=== EXERCISE DETAILS ===
Take the entries below and reproduce them word for word.

=== SOURCE DATA ===
══════
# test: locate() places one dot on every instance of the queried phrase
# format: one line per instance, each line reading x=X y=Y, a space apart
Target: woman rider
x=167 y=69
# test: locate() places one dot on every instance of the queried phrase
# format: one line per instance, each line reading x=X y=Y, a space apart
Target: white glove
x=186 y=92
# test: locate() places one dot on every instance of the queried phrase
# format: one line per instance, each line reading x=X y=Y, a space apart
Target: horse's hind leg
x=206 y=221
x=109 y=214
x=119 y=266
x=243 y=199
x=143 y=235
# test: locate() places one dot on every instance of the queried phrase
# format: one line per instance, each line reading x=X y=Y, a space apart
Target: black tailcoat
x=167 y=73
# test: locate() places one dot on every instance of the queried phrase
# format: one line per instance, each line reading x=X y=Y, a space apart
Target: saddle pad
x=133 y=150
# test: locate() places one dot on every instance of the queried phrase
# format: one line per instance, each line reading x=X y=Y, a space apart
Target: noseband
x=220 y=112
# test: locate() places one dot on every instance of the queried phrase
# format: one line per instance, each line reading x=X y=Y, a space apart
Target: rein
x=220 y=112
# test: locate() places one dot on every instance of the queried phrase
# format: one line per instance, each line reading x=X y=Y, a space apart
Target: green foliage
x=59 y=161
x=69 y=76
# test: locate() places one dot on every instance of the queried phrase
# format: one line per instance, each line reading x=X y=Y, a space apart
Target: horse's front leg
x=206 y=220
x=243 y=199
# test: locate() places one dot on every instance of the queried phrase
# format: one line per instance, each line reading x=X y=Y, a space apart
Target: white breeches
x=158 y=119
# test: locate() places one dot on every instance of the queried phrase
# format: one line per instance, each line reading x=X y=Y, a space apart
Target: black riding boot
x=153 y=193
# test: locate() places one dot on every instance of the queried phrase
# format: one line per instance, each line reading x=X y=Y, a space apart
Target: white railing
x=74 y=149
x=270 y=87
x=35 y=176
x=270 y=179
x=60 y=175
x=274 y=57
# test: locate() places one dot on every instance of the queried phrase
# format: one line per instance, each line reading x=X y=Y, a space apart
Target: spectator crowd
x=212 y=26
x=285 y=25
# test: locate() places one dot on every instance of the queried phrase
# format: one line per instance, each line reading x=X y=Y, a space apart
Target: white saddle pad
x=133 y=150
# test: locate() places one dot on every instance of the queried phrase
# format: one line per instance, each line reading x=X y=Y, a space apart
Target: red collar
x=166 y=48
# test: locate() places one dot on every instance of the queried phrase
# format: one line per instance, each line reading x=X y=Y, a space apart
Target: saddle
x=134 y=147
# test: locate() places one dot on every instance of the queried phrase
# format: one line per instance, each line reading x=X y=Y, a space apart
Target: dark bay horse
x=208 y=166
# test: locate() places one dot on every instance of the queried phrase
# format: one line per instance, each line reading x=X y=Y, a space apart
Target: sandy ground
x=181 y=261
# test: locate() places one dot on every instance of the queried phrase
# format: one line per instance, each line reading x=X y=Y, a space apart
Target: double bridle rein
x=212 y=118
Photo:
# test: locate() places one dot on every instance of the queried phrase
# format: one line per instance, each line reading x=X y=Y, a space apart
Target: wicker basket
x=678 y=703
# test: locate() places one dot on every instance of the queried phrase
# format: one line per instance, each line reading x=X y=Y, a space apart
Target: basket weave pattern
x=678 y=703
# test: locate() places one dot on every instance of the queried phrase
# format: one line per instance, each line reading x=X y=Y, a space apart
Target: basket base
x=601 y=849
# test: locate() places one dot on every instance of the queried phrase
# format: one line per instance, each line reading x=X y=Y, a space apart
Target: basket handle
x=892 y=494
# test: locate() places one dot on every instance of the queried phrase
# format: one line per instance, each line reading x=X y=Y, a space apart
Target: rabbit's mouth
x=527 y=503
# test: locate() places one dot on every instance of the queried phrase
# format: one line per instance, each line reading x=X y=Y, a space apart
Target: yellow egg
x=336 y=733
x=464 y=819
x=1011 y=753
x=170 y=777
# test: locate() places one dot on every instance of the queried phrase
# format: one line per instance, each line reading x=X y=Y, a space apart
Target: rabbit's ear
══════
=== WORKED ANSWER ===
# test: locate() places one dot on every instance of the queried phrase
# format: one line per instance, each line reading x=X y=Y, a space apart
Target: woman rider
x=167 y=69
# test: locate() places one dot on every instance of the queried phrase
# format: one line per instance, each line reading x=X y=Y, a space apart
Target: white glove
x=186 y=92
# test: locate() places one dot on every instance of the queried phrase
# format: one line per instance, each line reading x=X y=Y, a space apart
Target: horse's hind leg
x=206 y=221
x=109 y=214
x=119 y=266
x=243 y=199
x=143 y=235
# test: locate() places one dot on every instance of the queried phrase
# format: one line per instance, each line reading x=X y=Y, a space apart
Target: black tailcoat
x=167 y=73
# test: locate() places one dot on every instance of the queried phrase
# format: one line per instance, each line reading x=X y=Y, a space apart
Target: saddle pad
x=133 y=150
# test: locate() places one dot on every instance of the queried phrase
# format: one line per instance, each line reading x=X y=Y, a space apart
Target: noseband
x=220 y=112
# test: locate() places one dot on every instance of the queried phrase
# format: one line per instance, each line reading x=X y=Y, a space apart
Target: rein
x=220 y=112
# test: locate() places one dot on every instance of the queried phrase
# format: one line per instance, each line reading x=X y=Y, a space apart
Target: green foliage
x=59 y=161
x=69 y=76
# test: locate() places one dot on every instance of the queried phrase
# format: one line per instance, each line reading x=X y=Y, a space apart
Target: horse's front leg
x=206 y=220
x=243 y=199
# test: locate() places one dot on every instance of the queried phrase
# format: one line per instance, each line reading x=X y=Y, a space apart
Target: white breeches
x=158 y=119
# test: locate() places one dot on every instance of the queried phrase
# format: one line per instance, each line reading x=X y=Y, a space apart
Target: black riding boot
x=153 y=193
# test: locate() places one dot on every instance of the queried phrase
# format: one line per instance, each line reading x=X y=Y, a space apart
Target: white railing
x=74 y=149
x=270 y=87
x=35 y=176
x=270 y=179
x=60 y=175
x=274 y=57
# test: locate() places one dot on every instance of the queried phrase
# format: one line per instance, each line reading x=X y=Y, a space apart
Target: spectator crowd
x=212 y=26
x=285 y=25
# test: locate() places one dot on every instance of the queried phrase
# format: one line per instance, each line reading x=X y=Y, a space apart
Target: white saddle pad
x=133 y=150
# test: locate() places one dot on every instance of the queried phrase
# format: one line per instance, each line reading x=X y=Y, a space apart
Target: red collar
x=166 y=48
# test: locate() places one dot on every instance of the queried phrase
# format: one line per instance, each line reading x=X y=Y, a space apart
Target: saddle
x=134 y=147
# test: locate() places one dot on every instance of the queried phrase
# format: one line per instance, each line reading x=X y=Y, a space apart
Target: dark bay horse
x=208 y=166
# test: locate() places one dot on every instance of the queried phrase
# format: one line per instance, each line reading x=X y=Y, a space apart
Target: sandy ground
x=181 y=261
# test: locate() places one dot on every instance of the queried phrase
# format: one line per instance, each line reading x=X y=Y, a space apart
Target: double bridle rein
x=212 y=118
Photo:
# test: locate() places one dot on every instance of the queried phrase
# format: one line per instance, each line reading x=X y=Y, a space apart
Target: wicker basket
x=678 y=703
# test: locate() places one dot on every instance of the queried phrase
# format: one line per instance, each line reading x=X y=Y, a space apart
Target: basket weave pattern
x=678 y=703
# test: locate() places one dot on every instance of the queried phrase
# format: one line per instance, each line reading x=X y=Y, a space apart
Target: basket base
x=601 y=849
# test: locate() places one dot on every instance of the queried phrase
# format: one line per instance, each line reading x=X y=Y, a space apart
Target: basket handle
x=892 y=494
# test: locate() places one dot on every instance of the queried phrase
# format: one line per instance, each line reading x=X y=Y, a space apart
Target: rabbit's mouth
x=527 y=503
# test: locate() places one dot on every instance of the queried phrase
# format: one line per instance, each line reading x=X y=Y, a space apart
Target: yellow egg
x=336 y=733
x=464 y=819
x=1011 y=753
x=170 y=777
# test: locate() places one dot on every instance of the queried phrase
# format: one line per instance, each line reading x=X y=Y, a space apart
Target: rabbit's ear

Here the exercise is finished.